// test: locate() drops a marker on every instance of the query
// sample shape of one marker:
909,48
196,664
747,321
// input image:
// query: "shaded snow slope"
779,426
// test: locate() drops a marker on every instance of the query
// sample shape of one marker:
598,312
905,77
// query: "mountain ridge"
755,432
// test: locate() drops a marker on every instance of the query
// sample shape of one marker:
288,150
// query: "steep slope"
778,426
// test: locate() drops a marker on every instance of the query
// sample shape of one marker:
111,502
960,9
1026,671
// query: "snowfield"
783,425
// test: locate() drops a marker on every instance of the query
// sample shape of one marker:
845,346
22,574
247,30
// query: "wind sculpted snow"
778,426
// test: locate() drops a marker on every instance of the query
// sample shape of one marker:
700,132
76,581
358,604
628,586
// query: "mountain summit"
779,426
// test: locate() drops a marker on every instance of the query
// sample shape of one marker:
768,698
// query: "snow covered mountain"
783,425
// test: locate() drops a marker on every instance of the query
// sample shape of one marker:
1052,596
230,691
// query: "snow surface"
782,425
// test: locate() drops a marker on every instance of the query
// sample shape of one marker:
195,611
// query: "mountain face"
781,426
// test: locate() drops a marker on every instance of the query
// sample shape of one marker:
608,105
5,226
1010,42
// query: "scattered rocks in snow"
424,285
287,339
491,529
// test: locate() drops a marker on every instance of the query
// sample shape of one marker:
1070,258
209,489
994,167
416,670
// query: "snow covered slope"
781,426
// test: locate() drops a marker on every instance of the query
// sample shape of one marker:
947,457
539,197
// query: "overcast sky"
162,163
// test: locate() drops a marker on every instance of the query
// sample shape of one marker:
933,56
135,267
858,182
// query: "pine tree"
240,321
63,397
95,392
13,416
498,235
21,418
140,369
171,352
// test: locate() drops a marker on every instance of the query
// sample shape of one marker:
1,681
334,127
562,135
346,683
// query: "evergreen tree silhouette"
▬▬▬▬▬▬▬▬▬▬
TASK REQUIREMENTS = Repeat every line of the records above exactly.

WRITTEN SOLUTION =
// test: locate() drops a marker on every instance of the query
// sample shape of one marker:
909,48
196,664
747,321
// input image:
// query: "shaded snow slope"
779,426
// test: locate() drops a marker on every instance of the query
// sample shape of one marker:
598,312
905,77
// query: "mountain ridge"
755,432
// test: locate() drops a marker on every instance of the query
// sample shape of one marker:
288,150
// query: "steep slope"
778,426
// test: locate() drops a marker on every instance of the query
// sample shape of one marker:
111,502
960,9
1026,671
// query: "snowfield"
783,425
// test: locate() drops a marker on every instance of the query
// sample shape of one marker:
845,346
22,574
247,30
// query: "wind sculpted snow"
778,426
// test: locate() drops a marker on every instance of the query
// sample shape of one marker:
700,132
76,581
358,604
628,586
// query: "mountain summit"
779,426
// test: locate() drops a marker on every instance of the query
// sample shape of one marker:
768,698
// query: "snow covered mountain"
783,425
// test: locate() drops a marker on every instance of the query
// sample shape of one marker:
1052,596
230,691
// query: "snow surface"
782,425
// test: locate() drops a marker on every instance of the query
// sample shape of one marker:
195,611
// query: "mountain face"
781,426
// test: locate() drops a marker on every instance of the query
// sample shape of one marker:
608,105
5,226
1010,42
// query: "scattered rocks in snow"
424,285
287,339
491,529
// test: locate() drops a marker on every instance of the query
// sample shape of one marker:
1070,258
209,489
994,167
416,670
// query: "snow covered slope"
781,426
// test: locate() drops a marker on every instance of the query
// sample shape of one marker:
947,457
539,197
// query: "overcast sky"
162,163
// test: locate() drops a marker on every instance of the query
// sample shape of one marker:
933,56
135,267
858,182
// query: "pine tree"
240,321
63,397
95,392
13,416
498,235
21,418
140,369
171,352
// test: locate() drops a marker on every instance of the query
// sample shape of one marker:
1,681
334,127
562,135
346,683
// query: "evergreen tree silhouette"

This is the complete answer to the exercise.